**** Passage for review ****
Experts question Fonterra-funded nitrates study
The conclusions of a Fonterra-sponsored study into nitrates in drinking water are being questioned by leading experts.
One critic said the research is an attempt by the co-operative to deflect criticism of its role in supporting an industry that is one of the leading contributors to ever increasing amounts of nitrate in drinking water.
Ecologist Dr Mike Joy said the study represented the same strategy employed by tobacco companies where alternative research was put forward to deflect attention away from the harmful effects of smoking.
"The international cancer organisation has said that nitrate in drinking water is associated with colorectal cancer. There's a bunch of papers confirming that. And then you get this sort of odd, I won't call it research because it's not, it's not been peer-reviewed. It's been reviewed by the funder. And that's all."
The controversial study was funded 60 percent by Fonterra and 40 percent by the Ministry of Business, Innovation and Employment and explored whether the link being made between nitrates in drinking water and bowel cancer was valid.
It said those finding a link to cancer had not taken into account the role of food in nullifying the impact of nitrates.
Lead author, ESR's Peter Cressey, said this called into question whether a link existed at all.
"I think there's a huge amount of emotion in saying to people out there in the countryside that their water could be giving them cancer. This is a personal view, but if you're going to instil fear into people, I think you need to be reasonably sure about what you're saying."
Cressey said while the impetus behind the study came from Fonterra, he was responsible for deciding on its parameters.
"Their [Fonterra's] interest was pretty much the same as mine. There was a lot of heat being generated here from, lets just say from a narrow base of information. Before you're going to make a pronouncement on whether something's going to cause cancer or not, it needs to be looked at by a wider range of skills than that."
**** Extracted entries ****
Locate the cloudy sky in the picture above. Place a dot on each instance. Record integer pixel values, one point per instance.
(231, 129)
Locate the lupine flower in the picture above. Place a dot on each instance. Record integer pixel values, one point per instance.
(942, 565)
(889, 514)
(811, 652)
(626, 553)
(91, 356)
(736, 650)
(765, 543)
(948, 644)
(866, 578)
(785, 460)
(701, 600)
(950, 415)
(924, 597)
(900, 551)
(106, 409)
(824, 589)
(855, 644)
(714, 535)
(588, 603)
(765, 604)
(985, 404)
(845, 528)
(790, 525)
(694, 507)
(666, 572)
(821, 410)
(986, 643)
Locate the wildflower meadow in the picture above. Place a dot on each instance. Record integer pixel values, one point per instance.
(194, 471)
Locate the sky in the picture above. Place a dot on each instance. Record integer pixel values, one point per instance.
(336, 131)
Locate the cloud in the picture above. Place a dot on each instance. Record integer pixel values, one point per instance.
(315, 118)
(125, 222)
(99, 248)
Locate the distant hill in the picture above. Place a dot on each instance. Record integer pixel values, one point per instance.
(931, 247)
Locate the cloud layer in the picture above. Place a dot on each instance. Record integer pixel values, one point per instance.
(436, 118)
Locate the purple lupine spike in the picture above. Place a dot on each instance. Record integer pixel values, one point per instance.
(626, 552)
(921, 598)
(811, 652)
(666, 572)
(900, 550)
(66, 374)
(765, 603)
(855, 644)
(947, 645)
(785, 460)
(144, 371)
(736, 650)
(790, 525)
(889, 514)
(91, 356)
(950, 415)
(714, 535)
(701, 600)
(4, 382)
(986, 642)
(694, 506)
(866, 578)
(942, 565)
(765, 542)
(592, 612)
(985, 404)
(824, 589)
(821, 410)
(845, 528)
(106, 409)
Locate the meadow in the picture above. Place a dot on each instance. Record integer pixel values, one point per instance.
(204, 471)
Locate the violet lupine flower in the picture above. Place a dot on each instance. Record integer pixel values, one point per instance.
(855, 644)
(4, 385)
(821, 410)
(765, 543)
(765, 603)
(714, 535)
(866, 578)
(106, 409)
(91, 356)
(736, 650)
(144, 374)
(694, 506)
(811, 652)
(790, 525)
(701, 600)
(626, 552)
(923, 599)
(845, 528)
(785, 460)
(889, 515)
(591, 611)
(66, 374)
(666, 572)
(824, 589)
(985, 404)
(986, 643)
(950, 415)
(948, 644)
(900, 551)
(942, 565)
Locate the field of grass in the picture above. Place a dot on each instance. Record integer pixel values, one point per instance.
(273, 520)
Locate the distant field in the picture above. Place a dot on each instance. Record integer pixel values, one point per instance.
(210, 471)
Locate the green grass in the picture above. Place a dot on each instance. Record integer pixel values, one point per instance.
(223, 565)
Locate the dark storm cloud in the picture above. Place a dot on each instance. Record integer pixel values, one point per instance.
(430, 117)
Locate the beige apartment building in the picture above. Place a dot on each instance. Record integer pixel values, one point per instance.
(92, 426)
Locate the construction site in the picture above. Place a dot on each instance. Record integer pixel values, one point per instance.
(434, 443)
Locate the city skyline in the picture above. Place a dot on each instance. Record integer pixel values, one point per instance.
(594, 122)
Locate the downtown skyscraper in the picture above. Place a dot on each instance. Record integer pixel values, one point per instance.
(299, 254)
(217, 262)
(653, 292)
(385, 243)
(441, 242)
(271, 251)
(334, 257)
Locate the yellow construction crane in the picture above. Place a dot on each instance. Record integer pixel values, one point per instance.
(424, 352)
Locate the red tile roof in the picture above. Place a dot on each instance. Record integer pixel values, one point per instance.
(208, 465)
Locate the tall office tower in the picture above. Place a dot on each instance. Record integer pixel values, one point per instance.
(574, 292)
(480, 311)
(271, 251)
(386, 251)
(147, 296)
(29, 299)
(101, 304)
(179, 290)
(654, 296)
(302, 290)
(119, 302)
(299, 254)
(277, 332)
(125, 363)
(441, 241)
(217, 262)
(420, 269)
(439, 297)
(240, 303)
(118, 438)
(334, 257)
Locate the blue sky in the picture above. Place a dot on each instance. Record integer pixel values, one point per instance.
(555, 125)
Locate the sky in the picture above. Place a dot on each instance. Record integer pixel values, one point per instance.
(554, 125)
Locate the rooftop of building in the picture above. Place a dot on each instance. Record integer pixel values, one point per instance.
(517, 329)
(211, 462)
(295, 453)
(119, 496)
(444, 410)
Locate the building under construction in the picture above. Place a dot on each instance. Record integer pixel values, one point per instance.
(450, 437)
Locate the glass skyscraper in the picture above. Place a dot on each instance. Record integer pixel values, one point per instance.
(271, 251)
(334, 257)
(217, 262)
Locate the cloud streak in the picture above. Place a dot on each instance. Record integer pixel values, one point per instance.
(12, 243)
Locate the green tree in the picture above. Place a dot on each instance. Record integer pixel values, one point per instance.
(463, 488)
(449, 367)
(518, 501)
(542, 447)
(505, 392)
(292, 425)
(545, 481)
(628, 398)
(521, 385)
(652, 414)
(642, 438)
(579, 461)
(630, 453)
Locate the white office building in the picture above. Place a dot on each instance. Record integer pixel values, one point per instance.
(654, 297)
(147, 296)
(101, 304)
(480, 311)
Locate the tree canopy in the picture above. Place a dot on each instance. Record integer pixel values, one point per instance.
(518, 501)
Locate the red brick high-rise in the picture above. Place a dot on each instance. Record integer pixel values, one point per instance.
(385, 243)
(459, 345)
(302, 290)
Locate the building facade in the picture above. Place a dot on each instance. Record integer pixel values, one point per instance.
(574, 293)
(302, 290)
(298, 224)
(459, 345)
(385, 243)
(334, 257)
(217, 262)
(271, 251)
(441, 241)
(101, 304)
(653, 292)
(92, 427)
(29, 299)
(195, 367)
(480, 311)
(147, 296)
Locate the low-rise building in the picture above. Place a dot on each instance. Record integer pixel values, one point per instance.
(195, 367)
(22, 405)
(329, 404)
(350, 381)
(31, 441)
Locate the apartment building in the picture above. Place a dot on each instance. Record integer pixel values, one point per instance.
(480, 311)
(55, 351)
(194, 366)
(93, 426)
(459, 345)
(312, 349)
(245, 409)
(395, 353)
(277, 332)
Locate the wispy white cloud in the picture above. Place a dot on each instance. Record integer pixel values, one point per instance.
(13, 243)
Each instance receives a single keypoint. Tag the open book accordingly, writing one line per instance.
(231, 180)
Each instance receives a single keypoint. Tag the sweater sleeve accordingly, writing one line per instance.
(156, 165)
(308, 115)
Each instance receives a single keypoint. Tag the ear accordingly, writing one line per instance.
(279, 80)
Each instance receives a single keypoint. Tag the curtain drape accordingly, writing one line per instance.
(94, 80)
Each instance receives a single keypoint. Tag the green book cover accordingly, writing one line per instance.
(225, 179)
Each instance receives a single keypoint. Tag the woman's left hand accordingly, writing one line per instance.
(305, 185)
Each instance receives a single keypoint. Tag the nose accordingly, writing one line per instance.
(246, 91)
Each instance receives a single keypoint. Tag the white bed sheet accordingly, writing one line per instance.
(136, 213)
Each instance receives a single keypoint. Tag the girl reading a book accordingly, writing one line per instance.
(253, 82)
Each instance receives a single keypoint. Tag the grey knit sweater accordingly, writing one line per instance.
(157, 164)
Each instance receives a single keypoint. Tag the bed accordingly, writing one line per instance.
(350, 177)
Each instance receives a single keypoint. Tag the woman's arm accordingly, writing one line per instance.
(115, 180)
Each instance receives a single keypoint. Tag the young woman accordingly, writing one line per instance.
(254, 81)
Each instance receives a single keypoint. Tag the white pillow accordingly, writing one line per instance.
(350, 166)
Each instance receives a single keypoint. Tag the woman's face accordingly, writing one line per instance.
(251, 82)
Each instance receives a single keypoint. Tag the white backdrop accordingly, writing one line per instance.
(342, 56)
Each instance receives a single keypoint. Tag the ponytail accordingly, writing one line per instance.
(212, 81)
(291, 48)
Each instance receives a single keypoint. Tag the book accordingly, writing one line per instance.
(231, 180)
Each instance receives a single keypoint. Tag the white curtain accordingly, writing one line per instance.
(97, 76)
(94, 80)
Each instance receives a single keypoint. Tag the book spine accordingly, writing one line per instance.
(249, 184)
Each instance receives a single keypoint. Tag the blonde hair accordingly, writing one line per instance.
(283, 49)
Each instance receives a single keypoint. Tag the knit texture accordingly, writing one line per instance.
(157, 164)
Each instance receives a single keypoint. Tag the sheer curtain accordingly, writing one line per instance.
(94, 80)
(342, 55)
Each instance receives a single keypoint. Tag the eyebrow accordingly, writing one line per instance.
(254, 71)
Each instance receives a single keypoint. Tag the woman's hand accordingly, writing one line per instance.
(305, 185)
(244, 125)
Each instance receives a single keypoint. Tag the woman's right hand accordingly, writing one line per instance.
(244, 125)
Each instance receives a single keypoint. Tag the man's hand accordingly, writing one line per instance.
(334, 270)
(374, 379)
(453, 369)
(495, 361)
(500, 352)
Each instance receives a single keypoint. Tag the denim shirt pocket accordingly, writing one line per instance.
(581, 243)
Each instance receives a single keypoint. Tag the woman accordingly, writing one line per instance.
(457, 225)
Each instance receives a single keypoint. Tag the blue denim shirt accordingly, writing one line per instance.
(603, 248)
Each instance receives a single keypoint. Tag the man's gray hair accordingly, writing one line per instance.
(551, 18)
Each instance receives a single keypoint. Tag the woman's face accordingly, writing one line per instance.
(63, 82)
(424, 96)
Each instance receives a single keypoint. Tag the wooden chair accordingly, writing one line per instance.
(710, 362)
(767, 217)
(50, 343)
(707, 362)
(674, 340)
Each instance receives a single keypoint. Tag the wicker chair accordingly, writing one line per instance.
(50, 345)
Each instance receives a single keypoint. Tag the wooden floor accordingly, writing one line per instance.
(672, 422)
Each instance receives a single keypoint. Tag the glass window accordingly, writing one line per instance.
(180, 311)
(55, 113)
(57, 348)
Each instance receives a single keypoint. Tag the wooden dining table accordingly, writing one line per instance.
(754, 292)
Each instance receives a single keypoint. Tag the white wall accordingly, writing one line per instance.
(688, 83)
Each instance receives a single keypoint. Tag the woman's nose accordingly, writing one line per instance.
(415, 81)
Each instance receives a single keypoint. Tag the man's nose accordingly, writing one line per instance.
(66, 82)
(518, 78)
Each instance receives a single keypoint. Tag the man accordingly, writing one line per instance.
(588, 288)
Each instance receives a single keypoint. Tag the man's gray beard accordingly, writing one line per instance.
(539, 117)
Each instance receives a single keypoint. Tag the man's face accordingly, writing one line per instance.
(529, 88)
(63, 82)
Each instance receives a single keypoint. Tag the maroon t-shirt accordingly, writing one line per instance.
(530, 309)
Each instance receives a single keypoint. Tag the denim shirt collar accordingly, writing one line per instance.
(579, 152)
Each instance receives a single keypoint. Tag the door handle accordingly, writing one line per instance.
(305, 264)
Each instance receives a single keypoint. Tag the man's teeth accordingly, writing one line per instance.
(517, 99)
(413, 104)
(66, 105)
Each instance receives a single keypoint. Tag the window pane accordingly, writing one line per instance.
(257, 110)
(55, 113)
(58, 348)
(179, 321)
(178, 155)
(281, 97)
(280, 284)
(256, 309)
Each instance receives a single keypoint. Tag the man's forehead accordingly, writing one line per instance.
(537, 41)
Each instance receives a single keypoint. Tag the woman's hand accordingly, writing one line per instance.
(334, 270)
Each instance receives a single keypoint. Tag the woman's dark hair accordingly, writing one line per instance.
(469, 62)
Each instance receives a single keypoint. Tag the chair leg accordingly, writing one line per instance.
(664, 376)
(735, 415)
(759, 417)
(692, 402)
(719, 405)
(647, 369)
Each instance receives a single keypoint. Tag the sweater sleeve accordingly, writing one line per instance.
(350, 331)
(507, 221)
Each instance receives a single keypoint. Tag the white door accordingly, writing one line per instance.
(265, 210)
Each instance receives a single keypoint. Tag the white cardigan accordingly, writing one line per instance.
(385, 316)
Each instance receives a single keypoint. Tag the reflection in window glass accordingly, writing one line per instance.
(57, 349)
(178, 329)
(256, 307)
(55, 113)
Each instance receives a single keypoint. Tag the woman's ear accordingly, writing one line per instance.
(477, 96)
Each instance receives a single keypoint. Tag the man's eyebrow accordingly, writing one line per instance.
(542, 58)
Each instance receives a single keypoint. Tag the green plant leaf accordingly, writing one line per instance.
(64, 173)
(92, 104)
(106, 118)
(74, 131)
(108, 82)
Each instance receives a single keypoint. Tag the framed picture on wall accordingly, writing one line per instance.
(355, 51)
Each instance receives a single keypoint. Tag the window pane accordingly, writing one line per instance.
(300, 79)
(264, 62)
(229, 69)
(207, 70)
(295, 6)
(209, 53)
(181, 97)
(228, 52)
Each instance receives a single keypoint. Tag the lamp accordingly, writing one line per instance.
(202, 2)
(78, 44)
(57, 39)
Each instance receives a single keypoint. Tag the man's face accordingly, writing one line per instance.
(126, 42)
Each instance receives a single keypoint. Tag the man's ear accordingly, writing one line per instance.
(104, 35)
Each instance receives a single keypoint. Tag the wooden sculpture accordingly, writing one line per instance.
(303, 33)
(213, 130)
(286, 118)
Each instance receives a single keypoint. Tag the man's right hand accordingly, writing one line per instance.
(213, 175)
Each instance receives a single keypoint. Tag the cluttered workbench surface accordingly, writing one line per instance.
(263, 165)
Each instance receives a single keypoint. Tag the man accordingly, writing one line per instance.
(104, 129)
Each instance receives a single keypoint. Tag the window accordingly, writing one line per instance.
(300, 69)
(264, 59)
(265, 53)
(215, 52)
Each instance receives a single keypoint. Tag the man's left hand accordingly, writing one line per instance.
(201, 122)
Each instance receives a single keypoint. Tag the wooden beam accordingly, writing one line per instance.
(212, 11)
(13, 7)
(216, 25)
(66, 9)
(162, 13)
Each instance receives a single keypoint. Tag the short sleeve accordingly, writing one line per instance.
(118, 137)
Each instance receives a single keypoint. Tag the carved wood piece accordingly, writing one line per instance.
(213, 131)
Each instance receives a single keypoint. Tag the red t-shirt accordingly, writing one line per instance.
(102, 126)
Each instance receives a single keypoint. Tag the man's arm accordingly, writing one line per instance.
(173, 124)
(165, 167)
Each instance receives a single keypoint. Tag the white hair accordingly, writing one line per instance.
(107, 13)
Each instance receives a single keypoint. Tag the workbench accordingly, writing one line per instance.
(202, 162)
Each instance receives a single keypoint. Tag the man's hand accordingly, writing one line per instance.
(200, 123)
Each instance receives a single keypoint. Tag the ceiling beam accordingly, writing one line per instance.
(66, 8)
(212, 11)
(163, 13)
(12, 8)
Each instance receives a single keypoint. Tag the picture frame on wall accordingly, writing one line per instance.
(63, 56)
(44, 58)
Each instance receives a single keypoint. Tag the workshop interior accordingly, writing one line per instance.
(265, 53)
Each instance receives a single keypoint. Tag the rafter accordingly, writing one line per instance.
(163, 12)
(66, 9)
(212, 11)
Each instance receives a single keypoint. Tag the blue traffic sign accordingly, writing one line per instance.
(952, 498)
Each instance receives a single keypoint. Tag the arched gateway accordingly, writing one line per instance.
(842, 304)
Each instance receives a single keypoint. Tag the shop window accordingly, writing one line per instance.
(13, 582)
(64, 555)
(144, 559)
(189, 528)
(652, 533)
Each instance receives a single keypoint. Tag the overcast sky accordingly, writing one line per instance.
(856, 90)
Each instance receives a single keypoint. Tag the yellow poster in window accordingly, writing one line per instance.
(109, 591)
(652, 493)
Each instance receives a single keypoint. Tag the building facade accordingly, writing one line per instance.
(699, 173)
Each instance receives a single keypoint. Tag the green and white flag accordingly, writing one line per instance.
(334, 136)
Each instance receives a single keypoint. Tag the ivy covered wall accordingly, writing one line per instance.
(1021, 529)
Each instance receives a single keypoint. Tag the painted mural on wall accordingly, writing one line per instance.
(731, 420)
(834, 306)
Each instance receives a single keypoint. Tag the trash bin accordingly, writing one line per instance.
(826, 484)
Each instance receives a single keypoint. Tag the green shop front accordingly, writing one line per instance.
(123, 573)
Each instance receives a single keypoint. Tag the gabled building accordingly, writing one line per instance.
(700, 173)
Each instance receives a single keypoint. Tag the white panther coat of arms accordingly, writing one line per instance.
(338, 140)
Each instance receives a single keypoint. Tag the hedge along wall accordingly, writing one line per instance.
****
## [Assignment A]
Duplicate the portion of the nitrates article starting with "Experts question Fonterra-funded" and going on through "effects of smoking.".
## [Assignment B]
For each statement, state whether the nitrates article supports it, answering yes or no and quoting the deciding words: (i) Fonterra paid for 60 percent of the study; (ii) Cressey said Fonterra set the study's parameters; (iii) Mike Joy is identified as an ecologist.
The records have no connection to the nitrates article.

## [Solution A]
Experts question Fonterra-funded nitrates study
The conclusions of a Fonterra-sponsored study into nitrates in drinking water are being questioned by leading experts.
One critic said the research is an attempt by the co-operative to deflect criticism of its role in supporting an industry that is one of the leading contributors to ever increasing amounts of nitrate in drinking water.
Ecologist Dr Mike Joy said the study represented the same strategy employed by tobacco companies where alternative research was put forward to deflect attention away from the harmful effects of smoking.

## [Solution B]
(i) Yes: "funded 60 percent by Fonterra and 40 percent by the Ministry of Business, Innovation and Employment"
(ii) No: "he was responsible for deciding on its parameters"
(iii) Yes: "Ecologist Dr Mike Joy"